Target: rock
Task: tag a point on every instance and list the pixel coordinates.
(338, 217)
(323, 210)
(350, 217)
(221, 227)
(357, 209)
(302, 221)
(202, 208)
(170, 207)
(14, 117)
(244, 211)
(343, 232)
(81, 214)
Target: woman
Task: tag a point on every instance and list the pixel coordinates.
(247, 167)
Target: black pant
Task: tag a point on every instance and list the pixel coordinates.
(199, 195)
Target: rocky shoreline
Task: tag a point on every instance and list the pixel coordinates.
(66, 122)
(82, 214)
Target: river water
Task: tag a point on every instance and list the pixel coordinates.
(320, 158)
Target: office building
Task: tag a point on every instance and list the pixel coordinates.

→ **Instructions for the task**: Please extract exactly, and only, the lines from the line containing "Target: woman" through the last line of the records.

→ **Answer to this exercise**:
Target: woman
Task: tag a point on every instance and list the pixel coordinates.
(247, 167)
Target: black pant
Task: tag a point on every instance and list the pixel coordinates.
(199, 195)
Target: rocky shoreline
Task: tag a point on every instance and list the pixel coordinates.
(66, 122)
(82, 214)
Target: river water
Task: tag a point on every instance and list the pixel coordinates.
(320, 158)
Target: office building
Task: tag a point on every instance and list the pixel coordinates.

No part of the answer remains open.